TO BE DONE:
• 1. In the passage about Joseph, Mary and Jesus at their evening meal, which two beverages are available to them?
• 2. Write out the records from the line containing "Would you be able to tag the seat armrest" through the end of the records, inclusive, reproducing each line without change.

For garments, they wear an innermost 'sindon, a sort of long shirt stretching to the knees. Over this is the tunic, ankle-length with slit skirt for facility in walking. A band of cloth at the waist gives the garment pleasing lines, and its appearance is helped even more by the striped reds and browns that are favourite colours.

Joseph wears a two-forked beard. Both Joseph and the boy Jesus have two long locks of hair, ringlets framing their faces on each side, to agree with the contemporary custom. Mary's hair is made up in tresses.

They are eating their evening meal as we observe them. No silverware, not even wooden spoons are on the table. With their fingers they delicately sample the boiled mutton with its pottage seasoned with mint. Joseph hands Jesus and Mary cucumbers or pomegranates or clusters of raisins-all favourite dishes. They have two beverages available, goats' milk and wine, kept in goatskin 'bottles-actually, sewed skins-from which the drinks are poured.

Their house looks so poorly furnished, but for the times it represents the living quarters of a middle-class village artisan. Of stone block, with the outer room extending back into the hill as a cave, it is low, perhaps windowless, getting its light through the open doorway or from the flickering lamp whose wick rests in a saucer of olive oil. There is little furniture to be seen, except for the gaily-coloured mats folded along the wall. These will later be spread on the floor as night approaches, for beds as we know them are not the custom here.

MATERIAL PROVIDED:

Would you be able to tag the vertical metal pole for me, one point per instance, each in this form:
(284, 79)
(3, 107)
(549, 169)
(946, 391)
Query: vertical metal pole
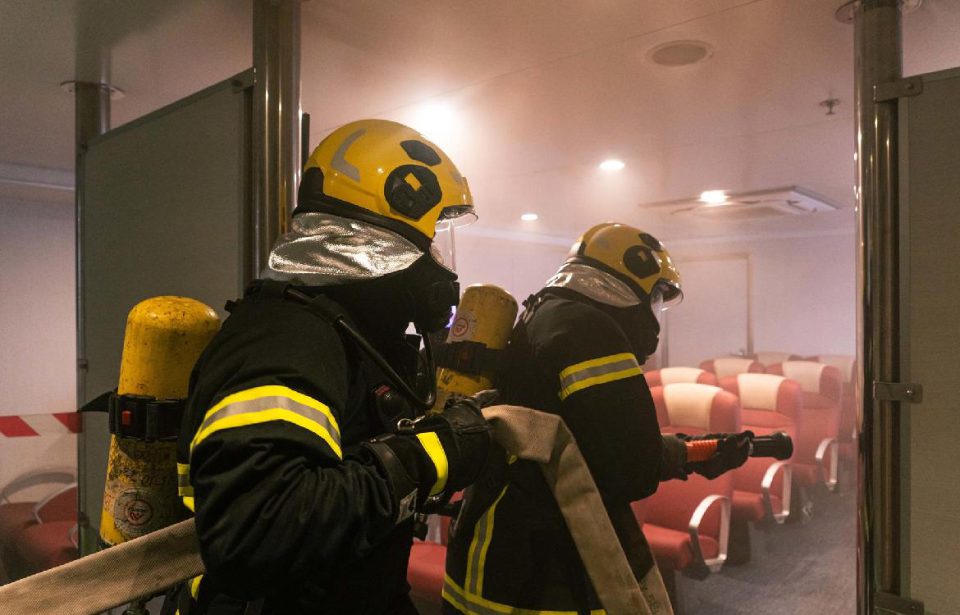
(878, 60)
(276, 125)
(92, 110)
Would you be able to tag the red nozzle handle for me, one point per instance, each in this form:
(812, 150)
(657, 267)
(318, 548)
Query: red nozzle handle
(777, 445)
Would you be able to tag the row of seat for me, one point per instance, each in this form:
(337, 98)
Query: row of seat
(38, 535)
(695, 526)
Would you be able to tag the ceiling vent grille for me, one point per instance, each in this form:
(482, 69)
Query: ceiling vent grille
(757, 205)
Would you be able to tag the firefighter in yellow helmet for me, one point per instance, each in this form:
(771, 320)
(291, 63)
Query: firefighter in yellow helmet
(300, 452)
(576, 351)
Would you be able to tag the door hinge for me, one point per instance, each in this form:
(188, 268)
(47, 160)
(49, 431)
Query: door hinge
(892, 604)
(897, 391)
(901, 88)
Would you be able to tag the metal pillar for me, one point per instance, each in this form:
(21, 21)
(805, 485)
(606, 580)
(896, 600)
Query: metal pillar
(276, 125)
(92, 109)
(878, 61)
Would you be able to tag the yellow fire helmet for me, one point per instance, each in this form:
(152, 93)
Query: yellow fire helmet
(387, 174)
(632, 256)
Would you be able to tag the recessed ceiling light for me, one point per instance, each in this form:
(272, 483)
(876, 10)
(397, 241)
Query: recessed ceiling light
(713, 197)
(674, 54)
(612, 164)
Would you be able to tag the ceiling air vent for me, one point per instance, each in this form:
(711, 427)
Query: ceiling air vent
(757, 205)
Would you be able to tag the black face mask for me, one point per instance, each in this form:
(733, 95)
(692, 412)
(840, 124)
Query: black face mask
(641, 327)
(433, 292)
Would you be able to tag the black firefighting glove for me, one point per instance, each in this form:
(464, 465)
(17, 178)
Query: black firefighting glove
(732, 452)
(673, 458)
(436, 455)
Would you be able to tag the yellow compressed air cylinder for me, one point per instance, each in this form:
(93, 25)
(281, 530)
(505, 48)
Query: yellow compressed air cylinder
(163, 339)
(485, 315)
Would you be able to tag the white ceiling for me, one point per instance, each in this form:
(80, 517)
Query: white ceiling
(527, 97)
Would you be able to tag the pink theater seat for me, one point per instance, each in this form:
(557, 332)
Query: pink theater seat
(427, 563)
(687, 522)
(43, 546)
(817, 454)
(762, 486)
(768, 358)
(16, 517)
(731, 366)
(848, 401)
(674, 375)
(768, 403)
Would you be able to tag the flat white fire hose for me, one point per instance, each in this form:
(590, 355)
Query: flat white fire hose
(152, 563)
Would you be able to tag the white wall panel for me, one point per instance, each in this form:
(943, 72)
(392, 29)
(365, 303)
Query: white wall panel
(37, 320)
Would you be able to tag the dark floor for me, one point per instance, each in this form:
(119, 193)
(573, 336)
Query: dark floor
(796, 568)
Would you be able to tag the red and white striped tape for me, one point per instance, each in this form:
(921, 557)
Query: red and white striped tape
(27, 425)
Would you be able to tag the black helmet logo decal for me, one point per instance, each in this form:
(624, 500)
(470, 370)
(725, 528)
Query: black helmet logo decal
(641, 261)
(421, 152)
(412, 190)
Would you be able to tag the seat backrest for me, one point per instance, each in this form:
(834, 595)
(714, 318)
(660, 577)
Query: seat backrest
(62, 505)
(731, 366)
(693, 409)
(814, 378)
(845, 363)
(767, 358)
(674, 375)
(768, 402)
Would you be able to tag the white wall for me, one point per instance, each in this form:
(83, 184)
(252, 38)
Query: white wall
(37, 314)
(802, 289)
(37, 336)
(520, 266)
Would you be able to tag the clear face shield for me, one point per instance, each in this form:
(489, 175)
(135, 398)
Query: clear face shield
(664, 296)
(443, 249)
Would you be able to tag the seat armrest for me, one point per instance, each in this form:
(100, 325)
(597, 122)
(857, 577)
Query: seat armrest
(767, 483)
(39, 505)
(37, 477)
(716, 563)
(829, 476)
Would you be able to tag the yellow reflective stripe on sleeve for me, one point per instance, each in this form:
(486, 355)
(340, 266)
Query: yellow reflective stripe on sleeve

EXPECTED RESPONSES:
• 1. Goats' milk and wine.

• 2.
Would you be able to tag the seat armrest for me, one point per instance, each in this form:
(100, 325)
(597, 122)
(857, 577)
Query: seat armrest
(767, 483)
(39, 505)
(37, 477)
(716, 563)
(829, 476)
Would you be able to tag the yellow reflective stripe on sleeve for me, one point per instance, each in this form:
(486, 355)
(340, 266)
Query: yellow reflective stripe on sleeve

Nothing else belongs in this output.